** START Supplied records **
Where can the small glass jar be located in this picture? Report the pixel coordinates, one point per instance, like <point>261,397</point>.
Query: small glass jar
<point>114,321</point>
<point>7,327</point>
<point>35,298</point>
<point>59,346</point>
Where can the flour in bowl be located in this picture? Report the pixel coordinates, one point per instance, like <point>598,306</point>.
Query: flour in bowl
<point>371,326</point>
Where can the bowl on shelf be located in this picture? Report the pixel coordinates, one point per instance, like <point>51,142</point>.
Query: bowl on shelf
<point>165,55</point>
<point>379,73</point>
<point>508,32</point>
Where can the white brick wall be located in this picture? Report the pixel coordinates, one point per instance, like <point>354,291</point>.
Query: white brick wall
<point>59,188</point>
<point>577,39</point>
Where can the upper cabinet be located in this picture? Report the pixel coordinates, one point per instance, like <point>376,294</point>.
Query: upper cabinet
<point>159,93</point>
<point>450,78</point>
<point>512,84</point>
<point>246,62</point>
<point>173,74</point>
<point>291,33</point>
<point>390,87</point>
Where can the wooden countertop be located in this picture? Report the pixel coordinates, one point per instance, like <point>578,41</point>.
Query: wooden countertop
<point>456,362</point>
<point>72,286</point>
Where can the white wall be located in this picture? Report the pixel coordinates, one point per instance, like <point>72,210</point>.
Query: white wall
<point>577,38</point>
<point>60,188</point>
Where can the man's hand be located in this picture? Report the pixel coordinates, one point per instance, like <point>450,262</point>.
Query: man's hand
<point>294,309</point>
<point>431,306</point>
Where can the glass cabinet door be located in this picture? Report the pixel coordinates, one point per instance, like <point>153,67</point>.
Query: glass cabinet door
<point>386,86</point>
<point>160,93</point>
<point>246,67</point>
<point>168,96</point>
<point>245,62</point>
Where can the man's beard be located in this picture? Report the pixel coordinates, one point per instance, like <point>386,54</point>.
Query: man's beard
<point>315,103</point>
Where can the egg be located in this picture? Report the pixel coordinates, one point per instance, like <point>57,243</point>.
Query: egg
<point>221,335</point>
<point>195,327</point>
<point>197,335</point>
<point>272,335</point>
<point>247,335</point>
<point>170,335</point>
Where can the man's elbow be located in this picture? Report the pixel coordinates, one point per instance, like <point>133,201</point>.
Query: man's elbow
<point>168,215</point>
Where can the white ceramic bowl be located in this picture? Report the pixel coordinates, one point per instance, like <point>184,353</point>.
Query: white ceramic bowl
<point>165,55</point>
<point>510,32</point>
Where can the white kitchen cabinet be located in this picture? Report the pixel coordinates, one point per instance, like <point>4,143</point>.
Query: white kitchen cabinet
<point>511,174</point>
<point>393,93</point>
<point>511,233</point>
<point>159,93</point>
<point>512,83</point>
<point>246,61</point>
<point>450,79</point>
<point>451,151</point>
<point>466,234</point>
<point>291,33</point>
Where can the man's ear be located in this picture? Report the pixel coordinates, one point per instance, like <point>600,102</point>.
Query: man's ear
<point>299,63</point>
** END Supplied records **
Your instructions:
Please rewrite the listing above with every "Query" switched to "Target", leaving everything else as it is.

Result of this exercise:
Where can the small glass jar be located in this picture? Report the pixel coordinates, one point per instance, like <point>261,397</point>.
Target: small glass jar
<point>114,321</point>
<point>7,327</point>
<point>35,298</point>
<point>59,346</point>
Where can the flour in bowl be located in this picture? Report the pixel coordinates, one point per instance, like <point>598,306</point>.
Target: flour in bowl
<point>371,326</point>
Where can the bowl on shelf be located in this picture? Report the pixel coordinates, one point per instance, like <point>51,142</point>.
Target: bowl on shelf
<point>165,55</point>
<point>379,73</point>
<point>508,32</point>
Where can the white brick wall be located in this picture? Report the pixel coordinates, one point per instance, like <point>354,291</point>.
Target: white brick wall
<point>59,188</point>
<point>577,39</point>
Where can the upper cabinet be located in this picture? Report the pixel coordinates, one point per instance, like <point>376,294</point>.
Target: upper cabinet
<point>159,93</point>
<point>450,78</point>
<point>512,84</point>
<point>246,62</point>
<point>173,74</point>
<point>291,33</point>
<point>390,87</point>
Where can the wooden countertop be located in this picture? Report the pixel coordinates, one point per instance, like <point>578,41</point>.
Target: wooden countertop
<point>456,362</point>
<point>72,286</point>
Where can the white wall be located in this picture? Report the pixel coordinates, one point per instance, like <point>72,210</point>.
Target: white wall
<point>577,38</point>
<point>60,188</point>
Where can the man's hand be located in this picture? Report the pixel coordinates, one point per instance, like <point>450,262</point>.
Target: man's hand
<point>294,309</point>
<point>431,306</point>
Where can the glass cabinet door be located in this picture? Report the pixel coordinates, one point per instance, like <point>153,67</point>.
Target: glass cabinet door
<point>386,86</point>
<point>160,93</point>
<point>246,67</point>
<point>168,96</point>
<point>245,62</point>
Where can the man's beard be located in this picture? Report the pixel coordinates, one point per instance, like <point>386,54</point>.
Target: man's beard
<point>315,103</point>
Where can the egg be located in this picture? Report the pixel coordinates, one point per instance, like <point>57,243</point>.
Target: egg
<point>221,335</point>
<point>195,327</point>
<point>197,335</point>
<point>272,335</point>
<point>247,335</point>
<point>170,335</point>
Where can the man's elbow be located in this picture? Report the pixel coordinates, one point per instance, like <point>133,201</point>.
Target: man's elbow
<point>168,215</point>
Where can the white ceramic bowl be located in this picture? Report the pixel coordinates, one point per instance, like <point>184,353</point>.
Target: white ceramic bowl
<point>165,55</point>
<point>510,32</point>
Where can the white kitchen cabinet be located in this picture? Report the pixel coordinates, one point per instance, like <point>4,143</point>.
Target: white kitchen cabinet
<point>511,174</point>
<point>393,93</point>
<point>511,233</point>
<point>159,93</point>
<point>512,83</point>
<point>246,61</point>
<point>450,79</point>
<point>451,151</point>
<point>466,234</point>
<point>291,33</point>
Where can the man's ear be located in this picture? Report the pixel coordinates, one point per instance, like <point>600,102</point>.
Target: man's ear
<point>299,63</point>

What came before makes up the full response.